Point-per-instance localization data

┌──

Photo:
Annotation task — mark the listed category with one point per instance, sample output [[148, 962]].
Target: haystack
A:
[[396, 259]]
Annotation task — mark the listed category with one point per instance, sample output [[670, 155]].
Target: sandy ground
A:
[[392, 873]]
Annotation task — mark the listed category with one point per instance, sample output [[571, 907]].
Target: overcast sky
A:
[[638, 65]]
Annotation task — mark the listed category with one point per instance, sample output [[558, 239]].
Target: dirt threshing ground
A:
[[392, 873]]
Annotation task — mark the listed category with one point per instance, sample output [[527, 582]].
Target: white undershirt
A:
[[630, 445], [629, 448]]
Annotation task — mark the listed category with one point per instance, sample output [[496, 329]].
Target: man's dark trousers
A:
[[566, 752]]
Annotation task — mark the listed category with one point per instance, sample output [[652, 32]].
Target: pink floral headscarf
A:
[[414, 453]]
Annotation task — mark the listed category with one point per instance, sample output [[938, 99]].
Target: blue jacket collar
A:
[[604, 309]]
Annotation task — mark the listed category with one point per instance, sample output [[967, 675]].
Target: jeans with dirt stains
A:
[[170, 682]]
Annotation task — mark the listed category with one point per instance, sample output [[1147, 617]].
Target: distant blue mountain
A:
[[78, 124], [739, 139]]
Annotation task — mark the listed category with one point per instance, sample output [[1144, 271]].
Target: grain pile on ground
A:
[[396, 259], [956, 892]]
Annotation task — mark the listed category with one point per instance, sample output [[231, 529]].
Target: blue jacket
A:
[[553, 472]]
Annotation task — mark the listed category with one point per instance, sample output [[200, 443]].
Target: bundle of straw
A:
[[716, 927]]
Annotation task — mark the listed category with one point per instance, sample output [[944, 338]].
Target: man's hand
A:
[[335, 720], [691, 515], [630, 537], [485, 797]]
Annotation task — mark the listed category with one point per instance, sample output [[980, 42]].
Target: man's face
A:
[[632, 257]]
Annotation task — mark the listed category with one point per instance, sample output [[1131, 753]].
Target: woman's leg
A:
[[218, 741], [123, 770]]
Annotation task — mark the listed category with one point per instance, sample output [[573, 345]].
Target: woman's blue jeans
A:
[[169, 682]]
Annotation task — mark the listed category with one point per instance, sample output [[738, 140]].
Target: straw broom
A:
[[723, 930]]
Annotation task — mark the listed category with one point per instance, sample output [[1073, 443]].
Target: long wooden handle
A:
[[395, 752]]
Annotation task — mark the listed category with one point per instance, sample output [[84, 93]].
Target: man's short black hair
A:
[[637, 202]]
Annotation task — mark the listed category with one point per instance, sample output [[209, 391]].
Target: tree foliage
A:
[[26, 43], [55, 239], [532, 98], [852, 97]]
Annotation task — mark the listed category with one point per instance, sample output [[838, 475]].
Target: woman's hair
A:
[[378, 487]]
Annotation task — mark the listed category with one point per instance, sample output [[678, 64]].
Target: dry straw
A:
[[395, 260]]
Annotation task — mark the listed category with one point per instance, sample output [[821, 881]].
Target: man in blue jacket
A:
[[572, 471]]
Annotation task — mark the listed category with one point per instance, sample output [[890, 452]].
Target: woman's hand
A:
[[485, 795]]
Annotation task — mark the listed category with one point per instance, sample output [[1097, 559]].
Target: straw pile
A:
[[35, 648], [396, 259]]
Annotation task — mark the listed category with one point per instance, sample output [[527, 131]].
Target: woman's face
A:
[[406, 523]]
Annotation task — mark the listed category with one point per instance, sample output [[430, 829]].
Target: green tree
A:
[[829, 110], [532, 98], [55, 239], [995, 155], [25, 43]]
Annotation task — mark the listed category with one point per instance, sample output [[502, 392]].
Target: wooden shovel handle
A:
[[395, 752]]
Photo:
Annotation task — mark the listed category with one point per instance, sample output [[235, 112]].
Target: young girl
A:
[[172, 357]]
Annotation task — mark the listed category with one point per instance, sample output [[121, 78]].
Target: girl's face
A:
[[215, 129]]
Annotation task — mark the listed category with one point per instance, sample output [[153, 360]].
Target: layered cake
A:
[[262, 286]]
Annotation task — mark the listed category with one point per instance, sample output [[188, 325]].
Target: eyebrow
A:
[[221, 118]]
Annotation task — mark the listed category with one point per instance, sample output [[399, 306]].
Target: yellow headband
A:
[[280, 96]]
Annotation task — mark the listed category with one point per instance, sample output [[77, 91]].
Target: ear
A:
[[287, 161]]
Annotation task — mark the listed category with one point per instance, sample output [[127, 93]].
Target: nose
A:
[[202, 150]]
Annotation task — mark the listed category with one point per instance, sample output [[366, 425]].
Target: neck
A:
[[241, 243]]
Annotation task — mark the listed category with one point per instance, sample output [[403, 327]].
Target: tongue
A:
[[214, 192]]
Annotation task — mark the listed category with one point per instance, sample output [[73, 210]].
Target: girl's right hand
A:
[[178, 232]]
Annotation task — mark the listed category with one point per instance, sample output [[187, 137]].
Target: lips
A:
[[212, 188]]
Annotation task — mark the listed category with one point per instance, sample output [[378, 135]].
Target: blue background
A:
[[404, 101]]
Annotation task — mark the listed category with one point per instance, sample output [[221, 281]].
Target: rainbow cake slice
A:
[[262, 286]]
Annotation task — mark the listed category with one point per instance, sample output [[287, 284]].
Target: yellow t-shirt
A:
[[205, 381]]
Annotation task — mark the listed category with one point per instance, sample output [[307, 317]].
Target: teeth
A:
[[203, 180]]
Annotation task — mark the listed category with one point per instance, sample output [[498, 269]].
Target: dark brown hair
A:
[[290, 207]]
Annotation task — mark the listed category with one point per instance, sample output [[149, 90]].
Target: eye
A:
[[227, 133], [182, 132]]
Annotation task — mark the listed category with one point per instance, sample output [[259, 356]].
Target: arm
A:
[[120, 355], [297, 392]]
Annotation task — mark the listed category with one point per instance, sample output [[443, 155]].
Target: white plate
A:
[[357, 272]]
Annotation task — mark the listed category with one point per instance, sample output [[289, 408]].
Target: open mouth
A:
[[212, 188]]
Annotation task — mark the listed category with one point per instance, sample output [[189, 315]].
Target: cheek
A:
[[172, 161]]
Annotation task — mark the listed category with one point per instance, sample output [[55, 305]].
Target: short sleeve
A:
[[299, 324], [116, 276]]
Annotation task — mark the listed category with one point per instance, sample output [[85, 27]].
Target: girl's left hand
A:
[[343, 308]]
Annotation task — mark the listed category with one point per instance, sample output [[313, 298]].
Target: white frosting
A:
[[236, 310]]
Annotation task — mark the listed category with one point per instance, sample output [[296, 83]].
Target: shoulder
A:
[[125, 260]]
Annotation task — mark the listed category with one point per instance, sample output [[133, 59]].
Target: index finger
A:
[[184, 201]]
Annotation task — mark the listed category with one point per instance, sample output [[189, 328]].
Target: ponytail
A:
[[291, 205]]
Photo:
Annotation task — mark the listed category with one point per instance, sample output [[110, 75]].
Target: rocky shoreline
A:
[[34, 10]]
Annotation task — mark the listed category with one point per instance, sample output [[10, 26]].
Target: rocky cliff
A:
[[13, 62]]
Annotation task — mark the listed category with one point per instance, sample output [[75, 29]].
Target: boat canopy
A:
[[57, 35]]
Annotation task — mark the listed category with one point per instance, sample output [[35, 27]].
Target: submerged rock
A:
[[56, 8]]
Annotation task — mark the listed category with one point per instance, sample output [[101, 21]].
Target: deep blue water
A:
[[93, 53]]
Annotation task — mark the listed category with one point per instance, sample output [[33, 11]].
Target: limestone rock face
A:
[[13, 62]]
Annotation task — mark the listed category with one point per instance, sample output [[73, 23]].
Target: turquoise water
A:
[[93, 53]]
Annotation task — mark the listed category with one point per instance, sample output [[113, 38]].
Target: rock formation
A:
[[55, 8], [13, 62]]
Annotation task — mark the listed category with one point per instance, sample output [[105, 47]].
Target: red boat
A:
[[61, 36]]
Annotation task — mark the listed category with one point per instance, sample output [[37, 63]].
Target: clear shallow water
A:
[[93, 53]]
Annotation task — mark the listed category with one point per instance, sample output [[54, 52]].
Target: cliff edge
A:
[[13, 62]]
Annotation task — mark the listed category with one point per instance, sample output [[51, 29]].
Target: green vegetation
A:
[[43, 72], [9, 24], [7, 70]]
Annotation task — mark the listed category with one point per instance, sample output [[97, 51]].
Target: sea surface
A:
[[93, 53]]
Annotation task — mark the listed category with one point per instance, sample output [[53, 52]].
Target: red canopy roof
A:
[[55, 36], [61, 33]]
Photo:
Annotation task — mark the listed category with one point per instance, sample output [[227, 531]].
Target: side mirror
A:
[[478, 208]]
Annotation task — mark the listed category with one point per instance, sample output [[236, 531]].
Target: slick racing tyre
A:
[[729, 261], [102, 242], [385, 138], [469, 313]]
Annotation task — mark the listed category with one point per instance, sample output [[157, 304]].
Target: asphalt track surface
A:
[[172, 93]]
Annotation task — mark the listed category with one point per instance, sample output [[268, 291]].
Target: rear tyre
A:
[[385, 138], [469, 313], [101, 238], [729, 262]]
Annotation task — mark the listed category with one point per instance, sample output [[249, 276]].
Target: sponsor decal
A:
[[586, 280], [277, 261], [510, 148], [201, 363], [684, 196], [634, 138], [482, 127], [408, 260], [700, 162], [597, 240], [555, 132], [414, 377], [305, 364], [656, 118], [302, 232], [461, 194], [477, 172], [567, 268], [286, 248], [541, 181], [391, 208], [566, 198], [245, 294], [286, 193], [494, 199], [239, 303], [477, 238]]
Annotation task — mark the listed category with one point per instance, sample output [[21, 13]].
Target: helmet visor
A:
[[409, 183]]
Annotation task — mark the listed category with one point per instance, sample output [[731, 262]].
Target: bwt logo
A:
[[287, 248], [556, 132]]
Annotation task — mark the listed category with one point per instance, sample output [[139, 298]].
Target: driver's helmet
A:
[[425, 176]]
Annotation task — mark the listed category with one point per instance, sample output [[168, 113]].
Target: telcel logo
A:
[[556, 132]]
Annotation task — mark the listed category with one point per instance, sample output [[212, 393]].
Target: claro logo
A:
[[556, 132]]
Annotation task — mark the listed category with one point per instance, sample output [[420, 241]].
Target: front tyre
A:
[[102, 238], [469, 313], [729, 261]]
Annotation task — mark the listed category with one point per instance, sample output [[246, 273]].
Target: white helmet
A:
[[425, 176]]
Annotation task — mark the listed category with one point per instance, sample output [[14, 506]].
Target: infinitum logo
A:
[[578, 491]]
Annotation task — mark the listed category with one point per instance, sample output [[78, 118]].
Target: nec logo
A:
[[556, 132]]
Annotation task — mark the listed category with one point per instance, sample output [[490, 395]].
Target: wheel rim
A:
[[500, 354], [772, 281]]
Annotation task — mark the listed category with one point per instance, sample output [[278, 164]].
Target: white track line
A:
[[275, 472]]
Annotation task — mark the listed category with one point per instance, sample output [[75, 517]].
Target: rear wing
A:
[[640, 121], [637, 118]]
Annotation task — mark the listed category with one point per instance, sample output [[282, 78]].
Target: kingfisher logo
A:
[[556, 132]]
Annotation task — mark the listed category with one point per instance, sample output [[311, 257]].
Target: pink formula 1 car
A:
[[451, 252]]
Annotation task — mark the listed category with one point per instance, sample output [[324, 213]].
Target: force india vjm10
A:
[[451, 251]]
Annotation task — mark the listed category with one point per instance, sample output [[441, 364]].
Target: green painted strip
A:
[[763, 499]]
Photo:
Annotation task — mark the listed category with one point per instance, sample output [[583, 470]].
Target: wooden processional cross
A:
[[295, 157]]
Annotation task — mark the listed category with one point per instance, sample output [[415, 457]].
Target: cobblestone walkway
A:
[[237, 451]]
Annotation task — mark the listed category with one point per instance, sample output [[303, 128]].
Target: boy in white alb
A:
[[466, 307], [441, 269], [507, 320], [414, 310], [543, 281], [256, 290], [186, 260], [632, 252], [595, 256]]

└──

WHAT THIS TASK INVOLVES ▸
Go through the entries above and copy each line with "cake" in it.

THE COMPLETED TASK ▸
Target: layered cake
Target: rainbow cake slice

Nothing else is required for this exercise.